**PROBLEM STATEMENT:** How many lines of the data contain the word "below"? Give only that number.

**SOURCE DATA:**
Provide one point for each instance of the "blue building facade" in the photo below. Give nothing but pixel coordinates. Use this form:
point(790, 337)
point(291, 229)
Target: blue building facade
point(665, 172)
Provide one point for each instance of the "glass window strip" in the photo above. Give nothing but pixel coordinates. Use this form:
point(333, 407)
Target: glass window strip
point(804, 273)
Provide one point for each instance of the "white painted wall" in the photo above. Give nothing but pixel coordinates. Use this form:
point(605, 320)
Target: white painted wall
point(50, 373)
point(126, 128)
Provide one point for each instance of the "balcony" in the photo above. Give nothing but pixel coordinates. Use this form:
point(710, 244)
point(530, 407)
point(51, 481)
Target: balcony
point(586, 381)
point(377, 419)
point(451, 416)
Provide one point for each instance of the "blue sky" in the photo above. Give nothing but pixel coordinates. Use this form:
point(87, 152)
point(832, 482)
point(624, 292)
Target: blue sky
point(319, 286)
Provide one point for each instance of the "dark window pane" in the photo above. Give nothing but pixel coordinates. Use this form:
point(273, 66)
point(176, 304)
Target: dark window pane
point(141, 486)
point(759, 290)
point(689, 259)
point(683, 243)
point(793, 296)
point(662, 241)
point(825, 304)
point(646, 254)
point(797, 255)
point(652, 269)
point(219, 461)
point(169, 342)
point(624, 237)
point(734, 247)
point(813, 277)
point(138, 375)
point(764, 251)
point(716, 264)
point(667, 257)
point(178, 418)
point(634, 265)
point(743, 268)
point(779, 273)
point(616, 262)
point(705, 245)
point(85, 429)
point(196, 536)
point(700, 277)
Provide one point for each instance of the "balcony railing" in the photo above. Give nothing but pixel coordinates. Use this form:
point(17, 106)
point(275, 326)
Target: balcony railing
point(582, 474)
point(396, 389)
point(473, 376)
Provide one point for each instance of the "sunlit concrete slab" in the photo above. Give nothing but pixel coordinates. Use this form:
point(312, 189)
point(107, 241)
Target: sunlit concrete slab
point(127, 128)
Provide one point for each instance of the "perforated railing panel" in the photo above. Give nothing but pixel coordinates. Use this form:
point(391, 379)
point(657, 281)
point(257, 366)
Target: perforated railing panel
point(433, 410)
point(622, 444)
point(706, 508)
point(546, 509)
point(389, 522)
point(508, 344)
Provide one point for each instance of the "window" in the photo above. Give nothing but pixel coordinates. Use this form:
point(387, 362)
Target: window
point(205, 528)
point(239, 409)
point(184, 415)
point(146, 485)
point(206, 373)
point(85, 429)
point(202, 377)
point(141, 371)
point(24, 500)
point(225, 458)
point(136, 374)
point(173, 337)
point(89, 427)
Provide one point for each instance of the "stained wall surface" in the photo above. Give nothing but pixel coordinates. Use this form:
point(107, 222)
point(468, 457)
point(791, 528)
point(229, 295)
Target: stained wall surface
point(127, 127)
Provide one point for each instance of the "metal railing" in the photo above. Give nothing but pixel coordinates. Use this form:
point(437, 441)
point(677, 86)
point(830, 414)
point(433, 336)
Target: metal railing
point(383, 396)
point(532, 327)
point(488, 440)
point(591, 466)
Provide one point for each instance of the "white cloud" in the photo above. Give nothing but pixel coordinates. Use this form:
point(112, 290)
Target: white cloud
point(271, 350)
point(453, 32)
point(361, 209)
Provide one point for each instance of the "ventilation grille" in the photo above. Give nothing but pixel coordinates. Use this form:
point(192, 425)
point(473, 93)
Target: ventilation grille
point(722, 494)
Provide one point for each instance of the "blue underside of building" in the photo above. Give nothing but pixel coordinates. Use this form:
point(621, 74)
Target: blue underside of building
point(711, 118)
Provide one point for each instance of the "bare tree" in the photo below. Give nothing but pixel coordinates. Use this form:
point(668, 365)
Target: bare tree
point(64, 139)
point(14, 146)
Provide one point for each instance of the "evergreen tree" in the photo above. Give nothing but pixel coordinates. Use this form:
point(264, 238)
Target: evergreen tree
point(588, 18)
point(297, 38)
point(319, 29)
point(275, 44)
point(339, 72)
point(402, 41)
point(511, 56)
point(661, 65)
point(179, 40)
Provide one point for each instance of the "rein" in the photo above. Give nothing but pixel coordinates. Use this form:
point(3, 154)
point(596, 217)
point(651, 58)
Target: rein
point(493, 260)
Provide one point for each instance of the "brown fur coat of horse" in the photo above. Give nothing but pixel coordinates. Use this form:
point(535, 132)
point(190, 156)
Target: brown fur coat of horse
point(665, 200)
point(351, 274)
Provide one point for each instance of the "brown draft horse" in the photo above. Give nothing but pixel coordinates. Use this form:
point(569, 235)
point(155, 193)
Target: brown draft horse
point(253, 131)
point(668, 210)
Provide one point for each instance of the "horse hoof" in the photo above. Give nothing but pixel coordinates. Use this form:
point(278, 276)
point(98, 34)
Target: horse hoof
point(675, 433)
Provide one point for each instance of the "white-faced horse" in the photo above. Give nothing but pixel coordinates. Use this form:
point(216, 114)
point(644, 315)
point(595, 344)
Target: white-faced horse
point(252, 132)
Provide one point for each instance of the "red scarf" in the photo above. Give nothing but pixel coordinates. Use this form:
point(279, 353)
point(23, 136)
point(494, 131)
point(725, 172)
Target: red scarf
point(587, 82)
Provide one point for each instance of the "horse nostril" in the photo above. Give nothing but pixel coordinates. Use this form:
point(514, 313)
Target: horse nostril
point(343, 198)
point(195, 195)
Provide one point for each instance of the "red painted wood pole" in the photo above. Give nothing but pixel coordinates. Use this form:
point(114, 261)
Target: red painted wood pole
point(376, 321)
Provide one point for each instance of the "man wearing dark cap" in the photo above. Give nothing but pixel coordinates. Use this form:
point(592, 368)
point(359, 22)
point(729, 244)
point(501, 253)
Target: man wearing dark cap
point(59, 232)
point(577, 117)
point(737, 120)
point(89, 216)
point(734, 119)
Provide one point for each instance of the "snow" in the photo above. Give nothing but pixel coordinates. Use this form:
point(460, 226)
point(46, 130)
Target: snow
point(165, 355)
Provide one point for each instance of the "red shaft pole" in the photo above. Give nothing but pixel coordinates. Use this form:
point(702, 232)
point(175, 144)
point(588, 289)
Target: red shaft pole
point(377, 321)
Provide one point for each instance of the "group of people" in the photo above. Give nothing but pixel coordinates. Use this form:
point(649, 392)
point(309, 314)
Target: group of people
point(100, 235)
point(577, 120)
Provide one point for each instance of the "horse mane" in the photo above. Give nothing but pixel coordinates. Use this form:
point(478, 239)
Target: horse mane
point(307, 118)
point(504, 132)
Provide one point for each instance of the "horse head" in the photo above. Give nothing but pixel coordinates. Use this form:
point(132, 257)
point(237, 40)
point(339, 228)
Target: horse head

**RESPONSE TO THIS TASK:** 2